## TASK SET
(a) In the Stephen Hough profile, swap "adventurous" for "daring" and write out everything from "Pianist Stephen Hough" down to "exhibited visual artist.".
(b) Answer these questions from the Stephen Hough profile:
(i) At what age did Hough take up the piano?
(ii) In what year did he win the Naumburg International Piano Competition?
(iii) At which gallery were his paintings shown in 2012?

## SOURCE
■ ■ ■ ■
Stephen Hough

About this artist

Pianist Stephen Hough is prolific and adventurous, with a large repertory ranging from familiar works to obscurities to music of his own. He is an enthusiastic chamber music player, a writer, and an exhibited visual artist.
Hough (pronounced “huff”) was born in Heswall in the English county of Merseyside and grew up in nearby Thelwall, where he took up the piano at the age of five after pestering his parents to acquire a piano from a secondhand shop. Hough’s father was an Australian-born steel company representative, and Hough took Australian citizenship in 2005 in his honor. He made rapid progress but took a year off after being mugged when he was 12. Hough graduated from Chetham’s School of Music in Manchester and the Royal Northern College of Music. In 1978, he was a finalist in the BBC Young Musician of the Year competition, and he went on for a master’s degree at the Juilliard School in New York. In that city, he won the prestigious Naumburg International Piano Competition in 1983, and his career was launched. His repertory and his performing experience are vast, and he has been noted for championing less-often-heard composers such as Johann Nepomuk Hummel, Federico Mompou, and York Bowen in addition to works of the 18th and 19th century mainstream. Hough also often programs his own works, more than 30 of which have been published. Not all are for piano solo; his Trio for piccolo, contrabassoon, and piano (“Was mit den Tränen geschieht”) was premiered by members of the Berlin Philharmonic in 2009. Hough is an award-winning poet, a newspaper columnist, a writer on such unusual subjects as perfume, and an artist whose paintings were shown at London’s Broadbent Gallery in 2012.
■ ■ ■ ■
## GIVEN INFORMATION
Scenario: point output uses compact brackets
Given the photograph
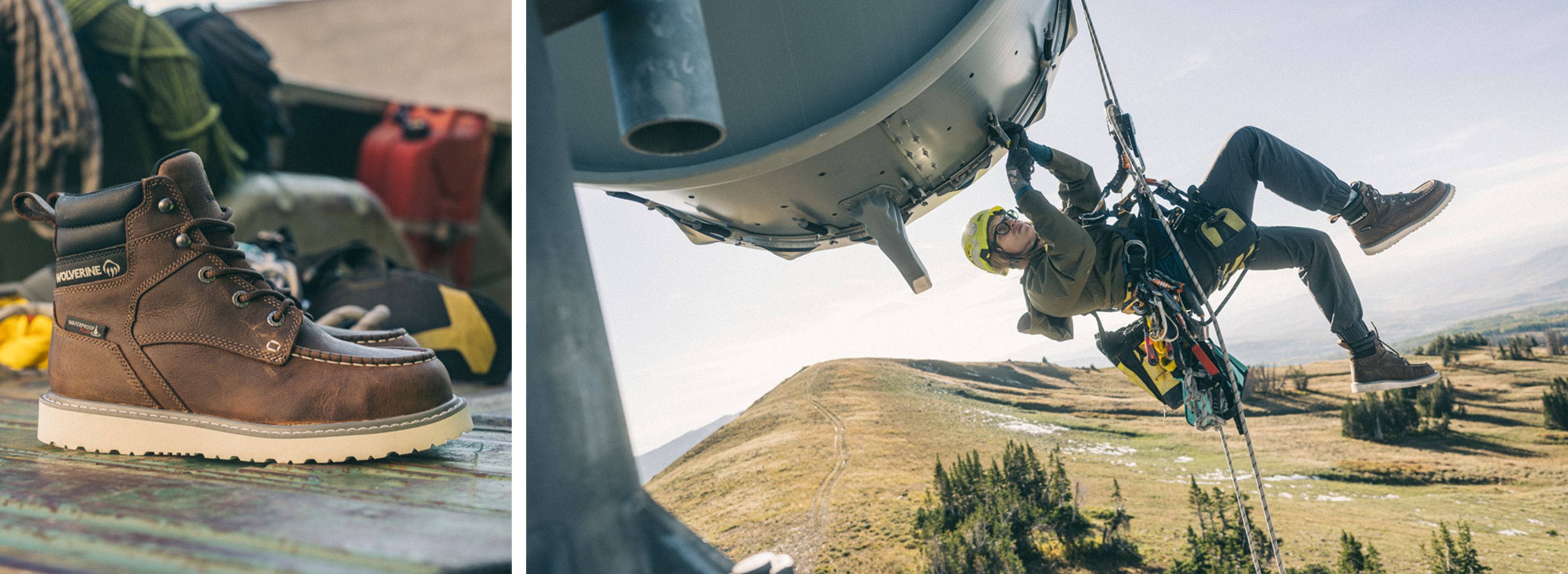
■ ■ ■ ■
## THE RESPONSES
(a)
Pianist Stephen Hough is prolific and daring, with a large repertory ranging from familiar works to obscurities to music of his own. He is an enthusiastic chamber music player, a writer, and an exhibited visual artist.

(b)
(i) At the age of five.
(ii) 1983.
(iii) London's Broadbent Gallery.